# ВЫБРАННЫЙ ОТРЫВОК:
══════════

Адриан Моул возвращается! Фаны знаменитого недотепы по всему миру ликуют – Сью Таунсенд решилась-таки написать еще одну книгу "Дневников Адриана Моула".Адриану уже 34, он вполне взрослый и солидный человек, отец двух детей и владелец пентхауса в модном районе на берегу канала. Но жизнь его по-прежнему полна невыносимых мук. Новенький пентхаус не радует, поскольку в карманах Адриана зияет огромная брешь, пробитая кредитом. За дверью квартиры подкарауливает семейство лебедей с явным намерением откусить Адриану руку. А по городу рыскает кошмарное создание по имени Маргаритка с одной-единственной целью – надеть на палец Адриана обручальное кольцо. Не радует Адриана и общественная жизнь. Его кумир Тони Блэр на пару с приятелем Бушем развязал войну в Ираке, а Адриан так хотел понежиться на ласковом ближневосточном солнышке. Адриан и в новой книге – все тот же романтик, тоскующий по лучшему, совершенному миру, а Сью Таунсенд остается самым душевным и ироничным писателем в современной английской литературе. Можно с абсолютной уверенностью говорить, что Адриан Моул – самый успешный комический герой последней четверти века, и что самое поразительное – свой пьедестал он не собирается никому уступать.

══════════

Кого из людей и персонажей выбранный отрывок называет по имени? Перечислите всех.

(Записи из набора данных)
══════════

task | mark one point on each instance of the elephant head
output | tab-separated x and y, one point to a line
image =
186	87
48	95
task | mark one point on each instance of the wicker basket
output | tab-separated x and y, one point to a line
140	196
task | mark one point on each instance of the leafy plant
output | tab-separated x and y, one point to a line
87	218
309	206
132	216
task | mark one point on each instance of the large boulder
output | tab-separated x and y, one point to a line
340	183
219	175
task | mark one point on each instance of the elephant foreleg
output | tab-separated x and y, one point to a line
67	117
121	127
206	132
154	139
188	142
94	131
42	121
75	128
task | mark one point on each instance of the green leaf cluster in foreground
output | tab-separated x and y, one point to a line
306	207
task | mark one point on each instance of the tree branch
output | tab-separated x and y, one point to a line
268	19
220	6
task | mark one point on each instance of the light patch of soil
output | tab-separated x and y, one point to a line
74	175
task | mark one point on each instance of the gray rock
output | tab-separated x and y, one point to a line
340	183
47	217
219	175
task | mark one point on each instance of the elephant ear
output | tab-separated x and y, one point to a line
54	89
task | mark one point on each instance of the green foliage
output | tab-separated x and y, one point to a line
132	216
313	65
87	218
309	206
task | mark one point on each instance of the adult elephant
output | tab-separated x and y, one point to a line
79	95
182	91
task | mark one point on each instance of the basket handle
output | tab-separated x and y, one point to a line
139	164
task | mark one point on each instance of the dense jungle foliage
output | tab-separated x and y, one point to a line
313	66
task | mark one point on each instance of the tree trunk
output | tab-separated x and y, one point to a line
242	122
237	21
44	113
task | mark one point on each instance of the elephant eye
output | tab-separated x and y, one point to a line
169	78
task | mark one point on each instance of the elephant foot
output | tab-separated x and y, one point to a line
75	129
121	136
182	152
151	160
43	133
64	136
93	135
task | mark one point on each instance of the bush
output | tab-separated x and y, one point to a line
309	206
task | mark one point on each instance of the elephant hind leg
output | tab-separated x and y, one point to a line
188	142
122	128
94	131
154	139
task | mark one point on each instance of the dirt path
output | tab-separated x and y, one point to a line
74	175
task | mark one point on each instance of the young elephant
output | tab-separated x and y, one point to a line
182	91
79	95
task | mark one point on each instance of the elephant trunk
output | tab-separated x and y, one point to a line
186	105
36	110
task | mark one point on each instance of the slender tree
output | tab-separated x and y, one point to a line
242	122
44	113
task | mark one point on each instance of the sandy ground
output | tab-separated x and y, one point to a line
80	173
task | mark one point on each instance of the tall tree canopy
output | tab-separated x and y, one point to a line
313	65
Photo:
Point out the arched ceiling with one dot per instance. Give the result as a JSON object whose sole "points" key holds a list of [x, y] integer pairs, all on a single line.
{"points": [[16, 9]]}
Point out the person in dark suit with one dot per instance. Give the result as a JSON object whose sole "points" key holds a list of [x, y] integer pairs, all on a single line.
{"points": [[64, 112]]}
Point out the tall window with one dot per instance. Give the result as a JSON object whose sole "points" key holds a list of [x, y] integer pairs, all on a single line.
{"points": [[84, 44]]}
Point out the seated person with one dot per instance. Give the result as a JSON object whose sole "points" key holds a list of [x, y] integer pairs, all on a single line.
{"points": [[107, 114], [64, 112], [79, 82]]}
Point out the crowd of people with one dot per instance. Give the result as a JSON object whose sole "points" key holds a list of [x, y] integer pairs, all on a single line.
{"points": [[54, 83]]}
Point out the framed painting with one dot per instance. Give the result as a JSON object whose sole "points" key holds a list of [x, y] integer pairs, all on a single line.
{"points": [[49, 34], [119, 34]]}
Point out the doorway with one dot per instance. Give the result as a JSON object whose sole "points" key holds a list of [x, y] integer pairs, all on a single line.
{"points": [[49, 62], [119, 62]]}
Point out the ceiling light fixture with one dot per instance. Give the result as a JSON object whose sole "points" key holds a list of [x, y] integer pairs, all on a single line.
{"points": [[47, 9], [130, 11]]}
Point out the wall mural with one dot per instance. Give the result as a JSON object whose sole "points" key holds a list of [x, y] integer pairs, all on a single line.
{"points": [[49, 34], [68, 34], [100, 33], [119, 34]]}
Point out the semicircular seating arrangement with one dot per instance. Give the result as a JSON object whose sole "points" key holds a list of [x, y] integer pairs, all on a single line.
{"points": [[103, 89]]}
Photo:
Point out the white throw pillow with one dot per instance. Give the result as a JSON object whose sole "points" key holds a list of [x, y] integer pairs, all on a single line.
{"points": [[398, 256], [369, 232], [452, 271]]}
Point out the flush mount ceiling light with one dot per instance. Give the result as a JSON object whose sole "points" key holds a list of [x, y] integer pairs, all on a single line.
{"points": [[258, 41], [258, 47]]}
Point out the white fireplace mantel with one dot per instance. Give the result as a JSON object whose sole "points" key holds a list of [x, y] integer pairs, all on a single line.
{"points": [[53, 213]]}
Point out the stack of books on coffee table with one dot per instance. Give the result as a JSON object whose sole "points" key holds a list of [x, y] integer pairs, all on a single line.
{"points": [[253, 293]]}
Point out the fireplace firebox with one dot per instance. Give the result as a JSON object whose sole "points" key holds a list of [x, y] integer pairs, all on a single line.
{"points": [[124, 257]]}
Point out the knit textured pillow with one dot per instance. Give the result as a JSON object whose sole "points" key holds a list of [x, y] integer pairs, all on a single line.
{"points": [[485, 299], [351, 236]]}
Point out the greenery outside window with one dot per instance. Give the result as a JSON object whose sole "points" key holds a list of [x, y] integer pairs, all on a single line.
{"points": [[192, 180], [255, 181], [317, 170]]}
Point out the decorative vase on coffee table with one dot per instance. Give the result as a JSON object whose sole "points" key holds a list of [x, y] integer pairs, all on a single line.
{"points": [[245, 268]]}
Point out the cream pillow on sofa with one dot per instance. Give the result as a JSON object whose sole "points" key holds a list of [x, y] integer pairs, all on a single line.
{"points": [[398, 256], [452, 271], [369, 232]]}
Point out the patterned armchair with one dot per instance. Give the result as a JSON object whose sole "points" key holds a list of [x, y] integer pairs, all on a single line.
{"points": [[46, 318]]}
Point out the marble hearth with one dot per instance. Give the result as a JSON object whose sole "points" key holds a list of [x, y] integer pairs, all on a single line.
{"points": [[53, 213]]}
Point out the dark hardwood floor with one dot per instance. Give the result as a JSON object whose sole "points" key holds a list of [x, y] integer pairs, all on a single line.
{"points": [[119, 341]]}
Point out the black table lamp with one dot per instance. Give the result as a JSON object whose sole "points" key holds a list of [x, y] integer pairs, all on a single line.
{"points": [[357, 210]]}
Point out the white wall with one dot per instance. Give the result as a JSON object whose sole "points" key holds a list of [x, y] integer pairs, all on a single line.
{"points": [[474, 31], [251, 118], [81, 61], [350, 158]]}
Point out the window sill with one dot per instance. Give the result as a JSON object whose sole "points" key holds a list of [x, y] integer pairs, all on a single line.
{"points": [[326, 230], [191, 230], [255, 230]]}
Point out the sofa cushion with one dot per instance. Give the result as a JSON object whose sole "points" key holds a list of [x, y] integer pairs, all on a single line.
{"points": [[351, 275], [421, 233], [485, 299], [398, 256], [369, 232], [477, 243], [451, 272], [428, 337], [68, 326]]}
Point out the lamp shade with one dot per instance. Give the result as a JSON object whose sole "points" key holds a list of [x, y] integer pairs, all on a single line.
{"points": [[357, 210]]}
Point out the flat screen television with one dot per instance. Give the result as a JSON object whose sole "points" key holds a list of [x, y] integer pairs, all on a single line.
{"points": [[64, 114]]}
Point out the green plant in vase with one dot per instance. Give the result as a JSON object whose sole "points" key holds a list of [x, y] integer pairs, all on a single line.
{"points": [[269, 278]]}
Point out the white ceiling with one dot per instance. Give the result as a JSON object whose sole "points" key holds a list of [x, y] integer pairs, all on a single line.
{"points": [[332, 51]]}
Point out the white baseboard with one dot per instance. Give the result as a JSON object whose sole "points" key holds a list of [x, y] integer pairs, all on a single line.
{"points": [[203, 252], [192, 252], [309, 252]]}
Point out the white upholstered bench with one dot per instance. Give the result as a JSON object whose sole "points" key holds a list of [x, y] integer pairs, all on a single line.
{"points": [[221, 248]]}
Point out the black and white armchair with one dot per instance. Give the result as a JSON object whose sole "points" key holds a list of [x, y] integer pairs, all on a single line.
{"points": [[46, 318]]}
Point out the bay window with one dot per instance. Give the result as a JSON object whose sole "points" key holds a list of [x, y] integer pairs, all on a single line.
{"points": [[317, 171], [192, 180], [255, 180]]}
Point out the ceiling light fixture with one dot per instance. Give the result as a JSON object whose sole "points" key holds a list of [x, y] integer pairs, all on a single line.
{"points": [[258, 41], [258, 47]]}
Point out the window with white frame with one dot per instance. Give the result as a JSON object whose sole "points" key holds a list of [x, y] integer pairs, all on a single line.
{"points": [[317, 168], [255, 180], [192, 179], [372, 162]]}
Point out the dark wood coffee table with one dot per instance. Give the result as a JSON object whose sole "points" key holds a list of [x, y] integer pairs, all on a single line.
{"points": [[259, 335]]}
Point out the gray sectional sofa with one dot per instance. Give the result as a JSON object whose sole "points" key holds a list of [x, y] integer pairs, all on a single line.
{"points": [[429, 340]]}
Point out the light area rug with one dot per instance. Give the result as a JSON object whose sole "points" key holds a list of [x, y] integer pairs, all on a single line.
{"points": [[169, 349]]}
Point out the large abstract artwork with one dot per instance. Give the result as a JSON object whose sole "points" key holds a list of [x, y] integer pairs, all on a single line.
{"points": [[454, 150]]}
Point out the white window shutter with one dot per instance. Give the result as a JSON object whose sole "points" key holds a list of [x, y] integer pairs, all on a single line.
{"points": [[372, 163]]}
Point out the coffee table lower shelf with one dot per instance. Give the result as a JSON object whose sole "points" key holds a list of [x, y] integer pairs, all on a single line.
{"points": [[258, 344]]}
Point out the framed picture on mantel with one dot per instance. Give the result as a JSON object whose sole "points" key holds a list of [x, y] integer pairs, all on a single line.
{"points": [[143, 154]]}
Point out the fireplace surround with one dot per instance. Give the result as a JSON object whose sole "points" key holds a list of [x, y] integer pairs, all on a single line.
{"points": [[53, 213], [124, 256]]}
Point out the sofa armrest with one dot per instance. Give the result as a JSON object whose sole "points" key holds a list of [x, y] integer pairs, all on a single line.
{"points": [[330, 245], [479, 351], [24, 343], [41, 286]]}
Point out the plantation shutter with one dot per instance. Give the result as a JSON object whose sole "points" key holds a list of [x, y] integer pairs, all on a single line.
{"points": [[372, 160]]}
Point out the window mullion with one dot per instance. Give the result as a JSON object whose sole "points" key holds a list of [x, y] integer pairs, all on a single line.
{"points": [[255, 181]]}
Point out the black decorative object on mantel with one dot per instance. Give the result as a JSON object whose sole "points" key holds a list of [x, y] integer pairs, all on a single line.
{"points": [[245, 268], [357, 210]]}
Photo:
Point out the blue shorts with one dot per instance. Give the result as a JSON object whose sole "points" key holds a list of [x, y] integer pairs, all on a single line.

══════════

# РЕШЕНИЕ ЗАДАНИЯ:
Адриан Моул, Сью Таунсенд, Маргаритка, Тони Блэр, Буш.